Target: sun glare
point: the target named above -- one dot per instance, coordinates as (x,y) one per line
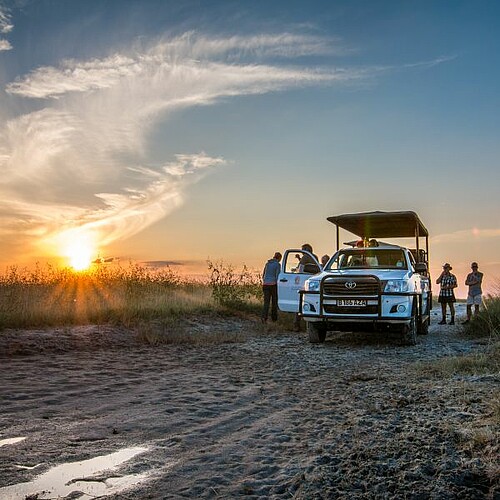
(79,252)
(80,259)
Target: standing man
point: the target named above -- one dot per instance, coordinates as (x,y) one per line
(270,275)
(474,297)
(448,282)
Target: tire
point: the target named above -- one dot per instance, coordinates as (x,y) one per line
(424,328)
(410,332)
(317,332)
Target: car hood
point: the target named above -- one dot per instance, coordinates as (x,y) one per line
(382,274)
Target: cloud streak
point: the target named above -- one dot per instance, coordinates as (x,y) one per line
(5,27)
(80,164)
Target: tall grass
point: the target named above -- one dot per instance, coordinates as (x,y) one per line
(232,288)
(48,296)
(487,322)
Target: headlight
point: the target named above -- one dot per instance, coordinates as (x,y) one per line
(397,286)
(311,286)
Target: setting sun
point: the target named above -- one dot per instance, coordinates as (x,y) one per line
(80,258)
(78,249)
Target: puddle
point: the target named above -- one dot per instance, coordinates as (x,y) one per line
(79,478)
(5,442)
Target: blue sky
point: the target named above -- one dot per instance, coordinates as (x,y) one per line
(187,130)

######

### Exercise
Write out all the lines above again, requests included but without the pictures, and multiply every coordinate in the answers by 0.8, rounding each result to a whole number with halves rounded up.

### Response
Target: sun glare
point: the target named above -- one dot per instance, coordinates as (x,y) one per line
(63,202)
(64,207)
Target: standing man
point: the target named above -- one dot per instance, coordinates as (x,y) one per line
(216,220)
(379,238)
(358,226)
Target: tire
point: the target named above -- one dot per instance, coordinates as (x,y) one per line
(339,262)
(328,266)
(254,266)
Target: car hood
point: the target named above -- one dot per instance, coordinates as (x,y) one per line
(306,219)
Target: cloud streak
point: the target named above -- one dot per instance, coordinates as (x,y) one per line
(4,22)
(64,131)
Target: tall grass
point: the target named above -- one dot per instance, coordinates as (x,y) one per line
(186,230)
(38,237)
(390,258)
Target: headlight
point: the target named above -- one dot per instance, coordinates as (x,y) one per line
(318,229)
(249,229)
Target: setting sun
point: the target named above -- one dot per instance, coordinates as (x,y) one per line
(64,206)
(62,199)
Target: puddle
point: the target named above -- one dot per instance, coordinates as (x,y) one per line
(63,382)
(4,354)
Target: blue sky
point: the target named above -- one dot per instance, coordinates as (x,y) one per line
(150,104)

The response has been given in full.